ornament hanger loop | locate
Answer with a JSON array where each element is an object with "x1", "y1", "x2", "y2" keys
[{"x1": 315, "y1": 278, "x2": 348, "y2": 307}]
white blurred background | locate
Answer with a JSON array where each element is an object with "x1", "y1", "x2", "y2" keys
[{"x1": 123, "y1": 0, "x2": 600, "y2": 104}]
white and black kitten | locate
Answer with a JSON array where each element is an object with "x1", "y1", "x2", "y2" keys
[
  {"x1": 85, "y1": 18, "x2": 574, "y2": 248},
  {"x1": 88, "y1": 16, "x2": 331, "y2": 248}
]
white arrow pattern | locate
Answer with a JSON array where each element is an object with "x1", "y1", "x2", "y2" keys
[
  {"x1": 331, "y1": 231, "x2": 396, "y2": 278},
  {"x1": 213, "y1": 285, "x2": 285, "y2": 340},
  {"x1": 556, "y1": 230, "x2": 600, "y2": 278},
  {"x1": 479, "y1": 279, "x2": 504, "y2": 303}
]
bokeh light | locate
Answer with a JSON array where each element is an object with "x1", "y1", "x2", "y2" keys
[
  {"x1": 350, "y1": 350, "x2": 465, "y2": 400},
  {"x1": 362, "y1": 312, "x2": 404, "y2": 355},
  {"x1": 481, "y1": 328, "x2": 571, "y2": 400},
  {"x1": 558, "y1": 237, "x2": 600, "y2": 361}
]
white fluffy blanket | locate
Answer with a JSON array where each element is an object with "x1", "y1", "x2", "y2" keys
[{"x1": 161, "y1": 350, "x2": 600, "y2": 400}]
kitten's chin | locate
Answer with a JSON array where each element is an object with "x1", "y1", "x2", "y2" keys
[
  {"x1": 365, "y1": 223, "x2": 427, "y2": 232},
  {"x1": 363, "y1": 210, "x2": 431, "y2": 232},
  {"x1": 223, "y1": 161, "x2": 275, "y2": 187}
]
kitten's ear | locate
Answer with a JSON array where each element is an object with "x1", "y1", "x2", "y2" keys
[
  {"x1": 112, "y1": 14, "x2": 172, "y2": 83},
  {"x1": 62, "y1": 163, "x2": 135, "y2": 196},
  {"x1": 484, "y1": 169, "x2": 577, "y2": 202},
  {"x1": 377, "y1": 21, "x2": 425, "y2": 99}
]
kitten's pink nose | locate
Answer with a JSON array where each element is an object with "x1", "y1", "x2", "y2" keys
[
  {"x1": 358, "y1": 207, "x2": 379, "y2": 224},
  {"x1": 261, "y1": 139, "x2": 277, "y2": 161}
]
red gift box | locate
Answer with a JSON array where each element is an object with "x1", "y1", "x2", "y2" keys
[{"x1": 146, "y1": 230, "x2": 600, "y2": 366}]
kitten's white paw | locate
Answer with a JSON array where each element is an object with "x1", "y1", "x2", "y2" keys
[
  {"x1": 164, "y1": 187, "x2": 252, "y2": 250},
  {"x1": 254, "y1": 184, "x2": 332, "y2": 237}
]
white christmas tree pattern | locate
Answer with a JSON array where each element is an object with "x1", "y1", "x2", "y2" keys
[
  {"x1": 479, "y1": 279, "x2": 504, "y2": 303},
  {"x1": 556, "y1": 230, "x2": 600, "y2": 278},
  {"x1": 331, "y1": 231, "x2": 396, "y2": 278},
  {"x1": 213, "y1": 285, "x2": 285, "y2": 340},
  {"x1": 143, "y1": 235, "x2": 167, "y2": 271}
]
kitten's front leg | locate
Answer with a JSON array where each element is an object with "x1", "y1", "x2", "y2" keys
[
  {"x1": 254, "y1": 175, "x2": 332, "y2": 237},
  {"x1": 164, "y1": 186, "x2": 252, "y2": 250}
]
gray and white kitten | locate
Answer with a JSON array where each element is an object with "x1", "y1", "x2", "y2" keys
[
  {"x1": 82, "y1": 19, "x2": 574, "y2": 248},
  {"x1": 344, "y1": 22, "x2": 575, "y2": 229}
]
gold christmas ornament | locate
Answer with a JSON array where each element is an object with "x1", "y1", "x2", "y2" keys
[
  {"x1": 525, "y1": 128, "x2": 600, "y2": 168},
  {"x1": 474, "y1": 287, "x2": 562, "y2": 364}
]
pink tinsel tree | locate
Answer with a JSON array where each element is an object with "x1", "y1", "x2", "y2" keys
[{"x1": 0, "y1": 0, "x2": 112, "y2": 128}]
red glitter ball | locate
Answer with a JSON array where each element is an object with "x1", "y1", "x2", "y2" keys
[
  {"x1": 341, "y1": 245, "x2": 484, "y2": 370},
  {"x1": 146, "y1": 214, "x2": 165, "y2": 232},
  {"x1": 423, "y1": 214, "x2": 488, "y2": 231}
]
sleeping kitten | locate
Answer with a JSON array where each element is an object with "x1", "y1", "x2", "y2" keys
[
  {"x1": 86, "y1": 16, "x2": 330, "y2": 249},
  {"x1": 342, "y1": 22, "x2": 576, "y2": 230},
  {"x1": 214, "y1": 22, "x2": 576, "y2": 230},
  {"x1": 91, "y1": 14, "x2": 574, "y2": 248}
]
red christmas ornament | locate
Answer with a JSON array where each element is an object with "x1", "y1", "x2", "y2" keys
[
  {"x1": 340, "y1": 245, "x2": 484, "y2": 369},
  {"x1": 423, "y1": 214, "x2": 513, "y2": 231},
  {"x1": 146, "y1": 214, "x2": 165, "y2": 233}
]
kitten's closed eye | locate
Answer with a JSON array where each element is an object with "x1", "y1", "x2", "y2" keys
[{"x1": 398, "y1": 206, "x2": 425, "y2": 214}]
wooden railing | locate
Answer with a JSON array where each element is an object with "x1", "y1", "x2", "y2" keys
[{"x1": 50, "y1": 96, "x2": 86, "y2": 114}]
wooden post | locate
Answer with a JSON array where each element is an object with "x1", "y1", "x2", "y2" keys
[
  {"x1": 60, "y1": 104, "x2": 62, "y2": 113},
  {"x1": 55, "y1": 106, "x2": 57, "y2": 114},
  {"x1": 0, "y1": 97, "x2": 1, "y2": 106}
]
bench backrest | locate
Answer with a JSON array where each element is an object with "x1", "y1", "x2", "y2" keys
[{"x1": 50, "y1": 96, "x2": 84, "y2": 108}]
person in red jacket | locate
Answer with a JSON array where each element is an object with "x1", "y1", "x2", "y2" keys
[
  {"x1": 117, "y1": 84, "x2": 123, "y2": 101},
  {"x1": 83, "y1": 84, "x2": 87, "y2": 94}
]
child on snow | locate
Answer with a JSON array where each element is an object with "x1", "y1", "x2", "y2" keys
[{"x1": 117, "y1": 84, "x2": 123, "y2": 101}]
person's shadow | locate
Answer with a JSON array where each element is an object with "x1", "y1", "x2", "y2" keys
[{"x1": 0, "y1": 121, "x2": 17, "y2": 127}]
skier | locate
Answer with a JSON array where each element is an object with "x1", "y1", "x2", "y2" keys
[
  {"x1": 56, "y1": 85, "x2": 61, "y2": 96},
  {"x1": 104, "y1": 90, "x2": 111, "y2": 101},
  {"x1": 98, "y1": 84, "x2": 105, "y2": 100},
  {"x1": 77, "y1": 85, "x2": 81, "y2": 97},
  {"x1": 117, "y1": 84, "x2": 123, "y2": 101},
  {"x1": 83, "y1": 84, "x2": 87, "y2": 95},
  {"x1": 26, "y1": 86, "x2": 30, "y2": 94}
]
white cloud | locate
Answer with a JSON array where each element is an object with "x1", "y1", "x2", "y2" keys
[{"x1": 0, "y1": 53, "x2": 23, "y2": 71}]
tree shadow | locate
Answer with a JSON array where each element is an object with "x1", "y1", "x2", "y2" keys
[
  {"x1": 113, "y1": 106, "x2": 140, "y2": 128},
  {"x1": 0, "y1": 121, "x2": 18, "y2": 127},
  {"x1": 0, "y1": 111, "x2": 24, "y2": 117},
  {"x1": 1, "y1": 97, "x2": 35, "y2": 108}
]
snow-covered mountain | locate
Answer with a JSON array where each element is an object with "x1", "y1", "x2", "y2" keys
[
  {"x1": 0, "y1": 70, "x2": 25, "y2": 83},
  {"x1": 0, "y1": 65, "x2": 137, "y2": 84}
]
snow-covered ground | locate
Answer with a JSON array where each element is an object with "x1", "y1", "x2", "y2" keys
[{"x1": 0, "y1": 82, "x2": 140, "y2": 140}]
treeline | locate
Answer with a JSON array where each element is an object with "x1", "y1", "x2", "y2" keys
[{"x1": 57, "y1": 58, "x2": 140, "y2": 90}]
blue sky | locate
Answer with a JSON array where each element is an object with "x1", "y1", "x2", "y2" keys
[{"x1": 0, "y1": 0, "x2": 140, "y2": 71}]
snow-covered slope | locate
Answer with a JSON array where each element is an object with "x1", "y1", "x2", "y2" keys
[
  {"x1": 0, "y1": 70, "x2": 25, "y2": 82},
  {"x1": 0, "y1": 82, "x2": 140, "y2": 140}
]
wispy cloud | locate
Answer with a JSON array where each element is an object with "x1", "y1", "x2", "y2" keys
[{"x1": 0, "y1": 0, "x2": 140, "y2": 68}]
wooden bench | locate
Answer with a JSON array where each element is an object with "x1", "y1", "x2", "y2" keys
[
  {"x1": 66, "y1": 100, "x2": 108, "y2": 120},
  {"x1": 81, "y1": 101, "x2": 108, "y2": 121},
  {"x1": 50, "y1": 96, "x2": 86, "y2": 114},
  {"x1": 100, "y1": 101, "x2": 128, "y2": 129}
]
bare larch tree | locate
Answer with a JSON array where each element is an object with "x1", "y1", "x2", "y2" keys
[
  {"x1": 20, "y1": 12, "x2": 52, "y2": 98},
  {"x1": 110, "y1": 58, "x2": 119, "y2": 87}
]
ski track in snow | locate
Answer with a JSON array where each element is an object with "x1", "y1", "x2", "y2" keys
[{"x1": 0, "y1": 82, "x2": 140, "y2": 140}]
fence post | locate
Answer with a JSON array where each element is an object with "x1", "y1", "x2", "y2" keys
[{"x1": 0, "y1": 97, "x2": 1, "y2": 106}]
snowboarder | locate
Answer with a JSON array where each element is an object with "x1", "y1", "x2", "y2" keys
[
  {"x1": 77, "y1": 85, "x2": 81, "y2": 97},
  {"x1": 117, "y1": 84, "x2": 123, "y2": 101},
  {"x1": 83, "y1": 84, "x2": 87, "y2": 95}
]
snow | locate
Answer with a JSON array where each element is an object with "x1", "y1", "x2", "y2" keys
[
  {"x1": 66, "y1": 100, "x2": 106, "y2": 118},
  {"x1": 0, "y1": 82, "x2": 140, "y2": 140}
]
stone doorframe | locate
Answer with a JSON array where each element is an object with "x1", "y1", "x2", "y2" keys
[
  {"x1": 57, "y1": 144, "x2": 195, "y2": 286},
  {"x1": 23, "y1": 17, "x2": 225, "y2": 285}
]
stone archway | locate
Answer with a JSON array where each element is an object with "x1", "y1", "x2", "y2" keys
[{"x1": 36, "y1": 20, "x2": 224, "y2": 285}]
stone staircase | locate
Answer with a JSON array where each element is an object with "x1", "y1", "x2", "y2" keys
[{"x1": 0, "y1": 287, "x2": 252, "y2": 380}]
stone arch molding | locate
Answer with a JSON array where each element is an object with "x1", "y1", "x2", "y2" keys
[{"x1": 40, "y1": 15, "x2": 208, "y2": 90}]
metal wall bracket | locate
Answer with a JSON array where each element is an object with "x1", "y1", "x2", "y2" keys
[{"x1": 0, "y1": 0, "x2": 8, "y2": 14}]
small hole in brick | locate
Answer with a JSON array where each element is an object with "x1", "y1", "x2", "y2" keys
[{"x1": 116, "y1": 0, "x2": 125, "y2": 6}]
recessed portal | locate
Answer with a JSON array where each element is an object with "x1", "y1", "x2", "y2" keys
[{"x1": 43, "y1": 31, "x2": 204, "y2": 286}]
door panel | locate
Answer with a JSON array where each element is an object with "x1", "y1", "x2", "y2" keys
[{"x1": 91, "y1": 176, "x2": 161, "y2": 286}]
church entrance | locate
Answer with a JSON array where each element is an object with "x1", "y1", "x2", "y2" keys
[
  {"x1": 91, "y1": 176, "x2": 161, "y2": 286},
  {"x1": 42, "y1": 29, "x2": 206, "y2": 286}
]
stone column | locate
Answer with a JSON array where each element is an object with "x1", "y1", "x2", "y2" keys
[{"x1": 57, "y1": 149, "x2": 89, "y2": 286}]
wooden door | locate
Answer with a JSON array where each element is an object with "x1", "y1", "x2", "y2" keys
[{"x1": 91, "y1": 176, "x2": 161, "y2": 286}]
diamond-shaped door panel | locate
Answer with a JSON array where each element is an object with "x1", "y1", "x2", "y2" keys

Request:
Count the lines in the material above that contain the string "kitten", treating uppercase and lowercase letters as distinct. Reply with the number alone.

Answer to this problem:
9